**TASK TO COMPLETE**
Find the string "shade" in the records. Copy each line that has it.
[[ DATA TO PROCESS open ]]
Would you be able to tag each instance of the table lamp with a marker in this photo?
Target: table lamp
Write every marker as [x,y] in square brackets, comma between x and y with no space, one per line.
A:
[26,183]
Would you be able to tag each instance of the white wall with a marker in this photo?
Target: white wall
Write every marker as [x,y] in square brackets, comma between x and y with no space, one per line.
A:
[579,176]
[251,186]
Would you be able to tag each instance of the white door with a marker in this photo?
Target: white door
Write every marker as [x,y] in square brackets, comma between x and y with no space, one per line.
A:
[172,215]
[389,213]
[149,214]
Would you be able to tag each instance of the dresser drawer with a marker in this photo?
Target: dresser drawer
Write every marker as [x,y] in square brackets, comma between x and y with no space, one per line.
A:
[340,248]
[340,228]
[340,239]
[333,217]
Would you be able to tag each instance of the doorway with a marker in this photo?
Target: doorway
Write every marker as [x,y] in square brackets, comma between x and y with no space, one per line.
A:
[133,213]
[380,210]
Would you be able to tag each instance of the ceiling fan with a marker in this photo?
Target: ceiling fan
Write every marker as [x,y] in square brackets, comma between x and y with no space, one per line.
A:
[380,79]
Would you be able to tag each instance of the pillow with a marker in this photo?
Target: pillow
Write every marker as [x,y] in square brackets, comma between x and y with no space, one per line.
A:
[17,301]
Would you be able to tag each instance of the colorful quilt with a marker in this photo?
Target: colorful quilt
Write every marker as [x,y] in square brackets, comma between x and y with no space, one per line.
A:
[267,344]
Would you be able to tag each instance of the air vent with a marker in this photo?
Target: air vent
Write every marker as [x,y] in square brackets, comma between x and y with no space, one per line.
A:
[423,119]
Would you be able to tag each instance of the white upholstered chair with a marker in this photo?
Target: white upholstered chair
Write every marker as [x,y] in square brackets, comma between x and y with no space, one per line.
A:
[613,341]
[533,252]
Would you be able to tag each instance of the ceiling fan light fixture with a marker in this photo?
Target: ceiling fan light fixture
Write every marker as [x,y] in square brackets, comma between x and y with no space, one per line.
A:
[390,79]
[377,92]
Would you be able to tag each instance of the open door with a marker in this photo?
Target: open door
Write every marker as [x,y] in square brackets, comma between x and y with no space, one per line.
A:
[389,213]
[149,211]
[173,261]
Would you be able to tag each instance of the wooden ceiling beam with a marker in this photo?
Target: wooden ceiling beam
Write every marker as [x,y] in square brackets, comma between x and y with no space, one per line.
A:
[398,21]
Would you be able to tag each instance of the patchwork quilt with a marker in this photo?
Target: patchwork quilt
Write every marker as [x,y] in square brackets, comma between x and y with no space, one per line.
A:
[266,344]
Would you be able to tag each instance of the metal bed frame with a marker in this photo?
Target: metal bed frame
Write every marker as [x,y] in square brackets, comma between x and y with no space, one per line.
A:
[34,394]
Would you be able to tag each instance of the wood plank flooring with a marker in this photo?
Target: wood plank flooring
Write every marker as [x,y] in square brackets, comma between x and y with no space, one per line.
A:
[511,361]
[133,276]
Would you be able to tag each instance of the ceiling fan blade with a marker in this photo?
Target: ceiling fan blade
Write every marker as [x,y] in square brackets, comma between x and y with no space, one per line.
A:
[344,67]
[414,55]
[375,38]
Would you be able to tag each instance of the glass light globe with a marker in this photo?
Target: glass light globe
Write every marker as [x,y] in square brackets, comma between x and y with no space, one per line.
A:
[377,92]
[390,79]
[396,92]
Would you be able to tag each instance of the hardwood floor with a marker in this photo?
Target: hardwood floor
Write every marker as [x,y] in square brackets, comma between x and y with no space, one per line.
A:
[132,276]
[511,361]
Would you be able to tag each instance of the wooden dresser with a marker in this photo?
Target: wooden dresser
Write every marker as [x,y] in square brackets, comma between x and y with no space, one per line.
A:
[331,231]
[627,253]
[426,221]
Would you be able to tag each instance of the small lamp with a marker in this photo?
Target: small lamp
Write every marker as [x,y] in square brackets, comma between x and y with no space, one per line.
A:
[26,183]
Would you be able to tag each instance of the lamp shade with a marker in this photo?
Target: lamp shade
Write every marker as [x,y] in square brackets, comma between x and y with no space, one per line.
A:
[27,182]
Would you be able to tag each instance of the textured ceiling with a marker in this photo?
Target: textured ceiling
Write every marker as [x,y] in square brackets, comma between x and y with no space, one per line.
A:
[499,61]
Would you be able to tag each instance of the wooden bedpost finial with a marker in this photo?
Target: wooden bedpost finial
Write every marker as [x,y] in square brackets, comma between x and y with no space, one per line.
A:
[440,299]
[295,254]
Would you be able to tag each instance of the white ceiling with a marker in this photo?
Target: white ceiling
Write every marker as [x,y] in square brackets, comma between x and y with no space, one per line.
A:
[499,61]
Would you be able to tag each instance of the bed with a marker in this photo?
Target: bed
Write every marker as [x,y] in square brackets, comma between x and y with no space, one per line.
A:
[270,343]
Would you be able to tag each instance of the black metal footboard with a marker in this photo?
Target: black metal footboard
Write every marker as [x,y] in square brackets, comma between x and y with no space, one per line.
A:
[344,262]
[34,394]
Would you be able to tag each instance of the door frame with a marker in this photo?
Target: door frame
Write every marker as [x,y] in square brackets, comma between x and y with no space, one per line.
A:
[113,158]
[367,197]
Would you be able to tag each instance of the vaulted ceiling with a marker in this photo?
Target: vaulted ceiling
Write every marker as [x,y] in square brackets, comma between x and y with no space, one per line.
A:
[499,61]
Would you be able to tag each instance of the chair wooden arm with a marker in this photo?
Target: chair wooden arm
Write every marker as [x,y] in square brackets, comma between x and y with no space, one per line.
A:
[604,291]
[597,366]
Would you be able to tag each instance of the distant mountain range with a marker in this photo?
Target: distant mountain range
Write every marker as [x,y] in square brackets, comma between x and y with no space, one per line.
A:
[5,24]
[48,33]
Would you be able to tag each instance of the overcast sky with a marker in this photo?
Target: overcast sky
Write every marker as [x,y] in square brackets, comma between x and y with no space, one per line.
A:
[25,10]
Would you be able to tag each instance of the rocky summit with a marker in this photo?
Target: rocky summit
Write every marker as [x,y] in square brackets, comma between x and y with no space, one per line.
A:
[[ DATA TO PROCESS closed ]]
**REPLY TO THE TASK**
Would you be able to tag each instance of the lamp shade with a marker in this photo?
Target: lamp shade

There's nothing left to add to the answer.